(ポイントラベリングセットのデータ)

════════

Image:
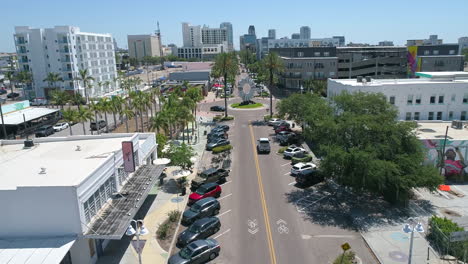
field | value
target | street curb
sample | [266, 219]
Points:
[370, 249]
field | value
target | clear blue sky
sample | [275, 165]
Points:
[367, 21]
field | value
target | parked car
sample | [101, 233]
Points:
[203, 208]
[293, 151]
[217, 143]
[263, 145]
[217, 108]
[61, 126]
[200, 229]
[209, 175]
[309, 179]
[44, 131]
[282, 128]
[13, 95]
[206, 190]
[200, 251]
[303, 168]
[275, 121]
[97, 126]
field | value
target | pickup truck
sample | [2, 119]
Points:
[209, 175]
[263, 145]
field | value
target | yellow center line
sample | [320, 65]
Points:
[262, 198]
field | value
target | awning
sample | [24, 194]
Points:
[113, 221]
[35, 250]
[28, 114]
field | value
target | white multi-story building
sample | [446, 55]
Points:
[191, 35]
[66, 50]
[140, 46]
[434, 96]
[64, 199]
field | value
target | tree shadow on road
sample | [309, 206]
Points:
[335, 206]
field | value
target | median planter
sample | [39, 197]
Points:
[306, 158]
[220, 149]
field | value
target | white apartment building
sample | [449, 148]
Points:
[64, 199]
[434, 96]
[140, 46]
[66, 50]
[191, 35]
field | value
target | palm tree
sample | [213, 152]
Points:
[273, 65]
[84, 115]
[10, 76]
[59, 98]
[226, 65]
[104, 106]
[84, 77]
[52, 79]
[70, 116]
[128, 113]
[116, 103]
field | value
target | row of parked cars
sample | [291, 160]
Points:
[195, 243]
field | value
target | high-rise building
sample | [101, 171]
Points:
[251, 30]
[140, 46]
[65, 50]
[230, 34]
[272, 33]
[191, 35]
[305, 32]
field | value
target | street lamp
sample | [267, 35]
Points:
[139, 229]
[411, 229]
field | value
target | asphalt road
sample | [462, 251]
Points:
[264, 216]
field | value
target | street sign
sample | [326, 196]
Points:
[458, 236]
[345, 246]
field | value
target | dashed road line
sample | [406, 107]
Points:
[219, 199]
[222, 233]
[225, 212]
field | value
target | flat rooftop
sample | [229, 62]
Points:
[64, 165]
[436, 130]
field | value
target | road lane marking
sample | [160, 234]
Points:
[224, 213]
[219, 199]
[222, 233]
[262, 198]
[226, 182]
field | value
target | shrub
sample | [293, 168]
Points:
[345, 258]
[221, 149]
[173, 215]
[162, 230]
[281, 150]
[306, 158]
[439, 234]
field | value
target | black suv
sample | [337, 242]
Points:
[101, 124]
[200, 229]
[44, 131]
[210, 175]
[203, 208]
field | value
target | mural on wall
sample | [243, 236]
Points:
[414, 63]
[453, 163]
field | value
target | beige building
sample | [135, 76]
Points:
[140, 46]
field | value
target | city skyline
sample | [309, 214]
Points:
[350, 20]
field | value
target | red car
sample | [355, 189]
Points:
[282, 128]
[204, 191]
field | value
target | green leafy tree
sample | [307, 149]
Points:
[181, 155]
[273, 65]
[363, 145]
[226, 65]
[86, 79]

════════

* _課題_
上のデータから文字列「white」を含む行をすべて選び、書き写してください。大文字と小文字は区別します。

* _想定解答_
target | white multi-story building
target | white apartment building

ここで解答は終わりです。